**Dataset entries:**
____________________
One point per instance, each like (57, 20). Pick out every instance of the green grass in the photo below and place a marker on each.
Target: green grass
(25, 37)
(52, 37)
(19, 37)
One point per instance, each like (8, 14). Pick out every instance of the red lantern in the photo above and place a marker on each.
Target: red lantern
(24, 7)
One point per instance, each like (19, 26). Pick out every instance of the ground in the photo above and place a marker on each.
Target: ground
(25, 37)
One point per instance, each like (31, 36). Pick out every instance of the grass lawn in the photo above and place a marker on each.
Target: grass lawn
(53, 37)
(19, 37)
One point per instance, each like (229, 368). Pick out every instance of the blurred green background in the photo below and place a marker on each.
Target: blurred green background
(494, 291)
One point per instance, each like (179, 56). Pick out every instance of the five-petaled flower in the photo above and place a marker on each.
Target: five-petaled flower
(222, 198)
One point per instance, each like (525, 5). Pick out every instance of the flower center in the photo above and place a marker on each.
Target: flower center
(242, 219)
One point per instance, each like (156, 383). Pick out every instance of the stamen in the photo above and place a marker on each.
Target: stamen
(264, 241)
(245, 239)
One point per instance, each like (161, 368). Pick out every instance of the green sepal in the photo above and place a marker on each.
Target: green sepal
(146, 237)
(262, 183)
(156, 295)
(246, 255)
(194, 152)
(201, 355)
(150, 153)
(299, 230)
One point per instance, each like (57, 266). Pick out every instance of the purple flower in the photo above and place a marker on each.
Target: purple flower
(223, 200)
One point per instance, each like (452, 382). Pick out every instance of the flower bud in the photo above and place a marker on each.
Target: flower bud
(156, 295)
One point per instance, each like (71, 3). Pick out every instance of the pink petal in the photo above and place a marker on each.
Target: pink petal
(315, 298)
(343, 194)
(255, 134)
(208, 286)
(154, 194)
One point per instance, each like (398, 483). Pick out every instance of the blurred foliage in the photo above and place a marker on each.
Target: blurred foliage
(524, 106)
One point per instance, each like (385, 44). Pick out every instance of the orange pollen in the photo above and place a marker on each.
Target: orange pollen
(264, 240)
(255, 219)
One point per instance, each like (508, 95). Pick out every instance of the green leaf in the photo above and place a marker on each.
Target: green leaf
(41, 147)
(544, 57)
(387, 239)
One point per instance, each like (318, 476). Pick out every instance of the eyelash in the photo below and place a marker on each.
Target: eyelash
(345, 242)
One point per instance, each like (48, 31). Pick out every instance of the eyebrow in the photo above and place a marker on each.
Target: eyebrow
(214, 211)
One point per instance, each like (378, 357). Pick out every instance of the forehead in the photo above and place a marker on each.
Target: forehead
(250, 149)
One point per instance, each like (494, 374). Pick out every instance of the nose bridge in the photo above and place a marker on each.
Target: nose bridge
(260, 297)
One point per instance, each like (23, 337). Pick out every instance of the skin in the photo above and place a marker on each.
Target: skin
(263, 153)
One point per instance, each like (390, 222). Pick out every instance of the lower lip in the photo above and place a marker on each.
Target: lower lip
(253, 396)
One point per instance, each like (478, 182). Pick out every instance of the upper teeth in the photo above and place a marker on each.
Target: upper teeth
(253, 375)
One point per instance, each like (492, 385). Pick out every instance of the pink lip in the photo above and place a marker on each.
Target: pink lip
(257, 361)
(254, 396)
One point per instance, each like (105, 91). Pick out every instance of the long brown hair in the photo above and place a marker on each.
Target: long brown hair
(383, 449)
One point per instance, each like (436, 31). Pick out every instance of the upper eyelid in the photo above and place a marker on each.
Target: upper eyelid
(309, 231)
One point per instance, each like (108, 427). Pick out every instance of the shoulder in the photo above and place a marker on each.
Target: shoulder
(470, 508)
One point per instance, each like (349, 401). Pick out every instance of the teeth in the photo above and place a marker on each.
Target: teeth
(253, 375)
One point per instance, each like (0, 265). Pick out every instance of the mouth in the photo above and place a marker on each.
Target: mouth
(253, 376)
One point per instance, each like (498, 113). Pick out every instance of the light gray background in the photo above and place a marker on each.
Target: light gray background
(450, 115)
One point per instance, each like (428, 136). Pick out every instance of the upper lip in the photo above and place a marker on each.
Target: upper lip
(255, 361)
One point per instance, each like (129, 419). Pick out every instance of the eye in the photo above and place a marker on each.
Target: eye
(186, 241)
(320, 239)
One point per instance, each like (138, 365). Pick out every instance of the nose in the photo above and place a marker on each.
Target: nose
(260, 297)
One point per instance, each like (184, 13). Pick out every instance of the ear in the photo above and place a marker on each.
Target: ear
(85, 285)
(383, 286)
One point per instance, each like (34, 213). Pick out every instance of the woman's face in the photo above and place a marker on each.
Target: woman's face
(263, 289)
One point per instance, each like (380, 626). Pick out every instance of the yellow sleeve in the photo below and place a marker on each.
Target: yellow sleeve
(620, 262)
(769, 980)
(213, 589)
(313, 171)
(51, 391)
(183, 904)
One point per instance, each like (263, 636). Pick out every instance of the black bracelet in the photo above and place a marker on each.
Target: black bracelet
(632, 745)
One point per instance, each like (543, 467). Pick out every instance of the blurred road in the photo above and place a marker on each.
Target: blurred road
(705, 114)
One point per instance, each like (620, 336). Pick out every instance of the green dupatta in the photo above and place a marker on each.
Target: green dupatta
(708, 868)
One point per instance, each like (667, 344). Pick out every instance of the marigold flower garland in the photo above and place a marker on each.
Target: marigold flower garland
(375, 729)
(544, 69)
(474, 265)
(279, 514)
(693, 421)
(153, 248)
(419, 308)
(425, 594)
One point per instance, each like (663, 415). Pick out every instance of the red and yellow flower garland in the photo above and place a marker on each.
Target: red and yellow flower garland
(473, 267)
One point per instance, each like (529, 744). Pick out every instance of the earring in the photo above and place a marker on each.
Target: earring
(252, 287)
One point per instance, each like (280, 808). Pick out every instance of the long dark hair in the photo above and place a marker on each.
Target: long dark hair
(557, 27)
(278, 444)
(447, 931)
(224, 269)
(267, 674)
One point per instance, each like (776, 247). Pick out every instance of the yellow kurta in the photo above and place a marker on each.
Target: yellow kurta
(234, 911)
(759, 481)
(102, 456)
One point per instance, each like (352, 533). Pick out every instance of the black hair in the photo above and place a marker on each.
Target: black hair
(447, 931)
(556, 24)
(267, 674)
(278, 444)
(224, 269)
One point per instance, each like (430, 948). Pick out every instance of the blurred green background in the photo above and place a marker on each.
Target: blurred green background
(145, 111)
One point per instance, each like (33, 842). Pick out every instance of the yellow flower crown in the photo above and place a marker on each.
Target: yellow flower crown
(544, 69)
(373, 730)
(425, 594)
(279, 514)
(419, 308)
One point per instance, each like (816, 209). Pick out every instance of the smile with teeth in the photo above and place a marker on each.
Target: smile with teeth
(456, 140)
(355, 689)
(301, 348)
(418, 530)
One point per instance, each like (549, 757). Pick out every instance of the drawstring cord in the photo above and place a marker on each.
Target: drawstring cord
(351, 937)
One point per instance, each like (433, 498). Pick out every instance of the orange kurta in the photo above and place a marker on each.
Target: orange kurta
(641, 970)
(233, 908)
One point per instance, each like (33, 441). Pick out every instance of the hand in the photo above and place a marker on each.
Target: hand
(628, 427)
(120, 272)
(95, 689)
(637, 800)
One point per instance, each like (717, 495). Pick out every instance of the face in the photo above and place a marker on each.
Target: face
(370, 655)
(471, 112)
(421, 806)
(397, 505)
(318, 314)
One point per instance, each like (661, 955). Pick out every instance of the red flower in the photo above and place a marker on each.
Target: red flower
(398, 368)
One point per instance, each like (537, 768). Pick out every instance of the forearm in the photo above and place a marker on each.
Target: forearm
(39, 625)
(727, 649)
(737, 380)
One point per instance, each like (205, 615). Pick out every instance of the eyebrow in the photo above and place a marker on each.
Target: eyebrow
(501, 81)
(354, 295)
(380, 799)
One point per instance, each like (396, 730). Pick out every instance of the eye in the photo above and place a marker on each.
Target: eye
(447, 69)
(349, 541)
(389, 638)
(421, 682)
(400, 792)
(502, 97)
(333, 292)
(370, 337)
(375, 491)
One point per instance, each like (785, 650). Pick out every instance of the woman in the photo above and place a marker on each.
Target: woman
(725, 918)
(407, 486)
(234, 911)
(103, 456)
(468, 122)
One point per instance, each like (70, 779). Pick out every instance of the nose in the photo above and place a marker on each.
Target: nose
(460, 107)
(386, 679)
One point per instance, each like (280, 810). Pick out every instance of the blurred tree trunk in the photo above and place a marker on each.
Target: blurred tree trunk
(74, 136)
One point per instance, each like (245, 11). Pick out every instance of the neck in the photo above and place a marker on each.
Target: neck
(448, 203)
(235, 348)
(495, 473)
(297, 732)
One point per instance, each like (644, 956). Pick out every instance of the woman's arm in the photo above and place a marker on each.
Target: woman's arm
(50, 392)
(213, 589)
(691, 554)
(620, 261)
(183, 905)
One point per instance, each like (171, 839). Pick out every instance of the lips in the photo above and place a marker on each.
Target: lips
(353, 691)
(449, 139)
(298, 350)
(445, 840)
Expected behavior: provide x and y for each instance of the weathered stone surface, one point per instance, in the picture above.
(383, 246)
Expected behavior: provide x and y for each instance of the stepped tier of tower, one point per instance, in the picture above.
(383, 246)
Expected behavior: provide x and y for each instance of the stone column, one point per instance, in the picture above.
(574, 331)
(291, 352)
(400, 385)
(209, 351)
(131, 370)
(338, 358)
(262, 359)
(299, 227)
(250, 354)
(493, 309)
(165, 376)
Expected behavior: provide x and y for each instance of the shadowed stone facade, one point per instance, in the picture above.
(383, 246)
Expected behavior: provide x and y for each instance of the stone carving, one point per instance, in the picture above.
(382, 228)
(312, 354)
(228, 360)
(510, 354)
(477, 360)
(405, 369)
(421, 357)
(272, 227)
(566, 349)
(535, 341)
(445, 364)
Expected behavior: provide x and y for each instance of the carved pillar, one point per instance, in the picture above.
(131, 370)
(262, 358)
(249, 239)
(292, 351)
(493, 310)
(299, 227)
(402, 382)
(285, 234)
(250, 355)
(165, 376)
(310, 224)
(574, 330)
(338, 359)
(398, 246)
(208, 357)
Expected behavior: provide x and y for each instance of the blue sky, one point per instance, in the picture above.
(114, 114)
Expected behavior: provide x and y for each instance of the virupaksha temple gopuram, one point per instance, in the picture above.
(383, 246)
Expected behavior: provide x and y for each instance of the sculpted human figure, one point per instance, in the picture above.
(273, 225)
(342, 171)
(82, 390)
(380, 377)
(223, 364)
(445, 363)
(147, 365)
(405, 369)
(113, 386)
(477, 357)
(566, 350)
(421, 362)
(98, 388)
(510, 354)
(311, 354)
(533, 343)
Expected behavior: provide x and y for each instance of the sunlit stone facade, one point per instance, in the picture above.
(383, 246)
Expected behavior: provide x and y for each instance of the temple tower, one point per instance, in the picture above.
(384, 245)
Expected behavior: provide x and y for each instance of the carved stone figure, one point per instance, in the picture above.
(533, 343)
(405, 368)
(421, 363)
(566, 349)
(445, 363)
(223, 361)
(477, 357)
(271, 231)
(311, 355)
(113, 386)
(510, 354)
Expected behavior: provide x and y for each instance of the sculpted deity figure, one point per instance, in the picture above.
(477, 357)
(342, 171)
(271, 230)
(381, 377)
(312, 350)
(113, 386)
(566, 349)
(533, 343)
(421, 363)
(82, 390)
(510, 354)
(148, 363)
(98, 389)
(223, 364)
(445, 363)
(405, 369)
____________________
Among the lines of the data above, find those with the word "below" and show them.

One point per instance, each like (57, 20). Pick out every instance of the green grass in the photo below and place a marker on each.
One point per instance, each like (229, 368). Pick out every instance of the blurred green background in the photo below and place a marker on each.
One point per instance, each like (318, 476). Pick out every instance of the eyelash in the photo below and place a marker on each.
One point per instance, each like (380, 626). Pick out every instance of the yellow sleeve in the photo below and place a marker on each.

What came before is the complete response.